El pensamiento posmoderno ha vertido sobre el movimiento feminista una serie de obsesiones que se manifiestan frecuentemente a caballo entre la angustia existencial y la neurosis sexual. Si bien nada de esto quiere decir que la lucha contra el sexismo no tenga cabida en nuestra sociedad actual, es realmente ingenuo creer que la desigualdad entre mujeres y hombres se mantiene de la misma forma a lo largo de la historia, así como propiciar un marco analítico donde la diferenciación sexual y la subyugación de un sexo a otro constituya hoy la categoría central de las relaciones sociales.
En ese ejercicio de abstracción quedan ocultas otras relaciones de interacción e interdependencia que afectan a la situación de desigualdad que viven muchas mujeres. Tomemos como ejemplo la crisis económica, la monogamia y la falta de sistemas de apoyo para las familias. Planteo, pues, que el sexismo es un elemento que forma parte de esa situación de desigualdad, pero que no puede ser utilizado como el único elemento que explique la opresión, la marginalización y la violencia a la que estas son sometidas. Se requiere prestar atención a otros aspectos instrumentales (quizá menos obvios que la ideología patriarcal persistente) pero que pueden ser absolutamente legítimos para analizar las vivencias de discriminación.

------

• Tarea planteada A:
Reproduce literalmente el pasaje del fragmento sobre feminismo y posmodernidad comprendido entre "En ese ejercicio" y "vivencias de discriminación.", ambos incluidos.
• Tarea planteada B:
Según el fragmento, ¿qué ejemplos se toman de otras relaciones que afectan a la desigualdad que viven muchas mujeres?

(Filas del conjunto de datos sobre la ubicación de los objetos)
------

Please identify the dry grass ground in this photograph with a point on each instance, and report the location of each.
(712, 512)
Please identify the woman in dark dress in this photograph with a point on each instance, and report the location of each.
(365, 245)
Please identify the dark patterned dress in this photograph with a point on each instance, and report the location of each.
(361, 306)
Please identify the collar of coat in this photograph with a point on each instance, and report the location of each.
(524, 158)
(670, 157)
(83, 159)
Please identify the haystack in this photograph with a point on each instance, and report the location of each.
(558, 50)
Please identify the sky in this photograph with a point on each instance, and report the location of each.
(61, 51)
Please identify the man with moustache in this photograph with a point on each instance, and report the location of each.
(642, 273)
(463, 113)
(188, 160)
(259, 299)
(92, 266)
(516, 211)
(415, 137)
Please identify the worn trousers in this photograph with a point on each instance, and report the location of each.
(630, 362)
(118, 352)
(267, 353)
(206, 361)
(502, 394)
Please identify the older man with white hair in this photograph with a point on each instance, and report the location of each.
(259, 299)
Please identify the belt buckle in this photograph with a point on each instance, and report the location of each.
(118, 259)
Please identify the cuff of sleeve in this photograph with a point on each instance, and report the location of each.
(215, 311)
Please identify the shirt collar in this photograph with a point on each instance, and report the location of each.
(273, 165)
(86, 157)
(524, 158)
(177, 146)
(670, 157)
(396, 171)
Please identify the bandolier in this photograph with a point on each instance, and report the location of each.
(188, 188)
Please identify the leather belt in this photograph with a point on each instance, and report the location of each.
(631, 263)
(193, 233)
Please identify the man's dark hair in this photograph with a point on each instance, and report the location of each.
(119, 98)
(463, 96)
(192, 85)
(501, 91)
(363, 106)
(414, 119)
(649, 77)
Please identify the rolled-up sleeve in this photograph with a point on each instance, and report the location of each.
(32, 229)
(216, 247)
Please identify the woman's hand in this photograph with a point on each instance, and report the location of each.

------

• Solución desarrollada A:
En ese ejercicio de abstracción quedan ocultas otras relaciones de interacción e interdependencia que afectan a la situación de desigualdad que viven muchas mujeres. Tomemos como ejemplo la crisis económica, la monogamia y la falta de sistemas de apoyo para las familias. Planteo, pues, que el sexismo es un elemento que forma parte de esa situación de desigualdad, pero que no puede ser utilizado como el único elemento que explique la opresión, la marginalización y la violencia a la que estas son sometidas. Se requiere prestar atención a otros aspectos instrumentales (quizá menos obvios que la ideología patriarcal persistente) pero que pueden ser absolutamente legítimos para analizar las vivencias de discriminación.

• Solución desarrollada B:
La crisis económica, la monogamia y la falta de sistemas de apoyo para las familias.